▶ [Work order]
Between the line containing "before the slash'" and the line containing "--fill-rule=evenodd" lies a run of lines; give that run again exactly, with both of those lines, and nothing else from the entries below.

↓↓↓

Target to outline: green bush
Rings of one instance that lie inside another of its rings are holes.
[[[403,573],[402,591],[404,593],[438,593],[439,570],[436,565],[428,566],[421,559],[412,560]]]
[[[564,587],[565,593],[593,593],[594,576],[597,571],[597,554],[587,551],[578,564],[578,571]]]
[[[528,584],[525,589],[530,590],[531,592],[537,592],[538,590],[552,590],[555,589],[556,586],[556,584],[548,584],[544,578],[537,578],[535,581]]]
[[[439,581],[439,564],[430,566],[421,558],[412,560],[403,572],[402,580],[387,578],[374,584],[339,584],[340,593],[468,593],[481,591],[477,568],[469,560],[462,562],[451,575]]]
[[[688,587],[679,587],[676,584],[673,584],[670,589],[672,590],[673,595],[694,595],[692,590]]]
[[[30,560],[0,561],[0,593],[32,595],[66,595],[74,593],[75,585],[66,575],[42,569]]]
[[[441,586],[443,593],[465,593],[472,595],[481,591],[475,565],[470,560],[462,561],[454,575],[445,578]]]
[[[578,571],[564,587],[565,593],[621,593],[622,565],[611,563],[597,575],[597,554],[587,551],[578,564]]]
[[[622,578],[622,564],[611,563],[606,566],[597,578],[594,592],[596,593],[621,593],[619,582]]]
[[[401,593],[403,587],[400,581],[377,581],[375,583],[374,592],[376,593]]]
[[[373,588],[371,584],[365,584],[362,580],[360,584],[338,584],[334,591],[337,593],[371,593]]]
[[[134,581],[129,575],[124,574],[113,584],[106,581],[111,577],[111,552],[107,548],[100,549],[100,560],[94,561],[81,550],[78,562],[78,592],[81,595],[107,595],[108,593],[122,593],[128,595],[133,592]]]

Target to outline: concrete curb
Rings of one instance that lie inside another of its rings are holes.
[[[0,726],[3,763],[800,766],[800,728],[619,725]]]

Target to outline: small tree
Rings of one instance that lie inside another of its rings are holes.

↑↑↑
↓↓↓

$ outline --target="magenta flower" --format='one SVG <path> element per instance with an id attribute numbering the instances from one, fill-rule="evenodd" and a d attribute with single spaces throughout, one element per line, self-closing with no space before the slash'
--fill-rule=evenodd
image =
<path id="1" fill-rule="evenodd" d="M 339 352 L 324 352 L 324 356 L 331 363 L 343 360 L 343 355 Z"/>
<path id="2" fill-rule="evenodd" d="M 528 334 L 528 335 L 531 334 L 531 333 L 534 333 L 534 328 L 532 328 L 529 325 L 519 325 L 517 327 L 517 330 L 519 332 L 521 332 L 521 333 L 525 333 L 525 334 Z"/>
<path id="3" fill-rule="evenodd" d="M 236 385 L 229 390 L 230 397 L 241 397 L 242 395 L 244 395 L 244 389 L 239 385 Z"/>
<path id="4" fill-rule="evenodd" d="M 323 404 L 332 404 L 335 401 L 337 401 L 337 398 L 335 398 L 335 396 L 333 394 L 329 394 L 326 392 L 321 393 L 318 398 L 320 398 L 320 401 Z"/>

↑↑↑

▶ [Answer for this exercise]
$ outline --target="magenta flower" --format='one SVG <path> element per instance with an id attribute numbering the instances from one, fill-rule="evenodd" and a d attribute with single spaces throughout, one element per line, self-closing with no space before the slash'
--fill-rule=evenodd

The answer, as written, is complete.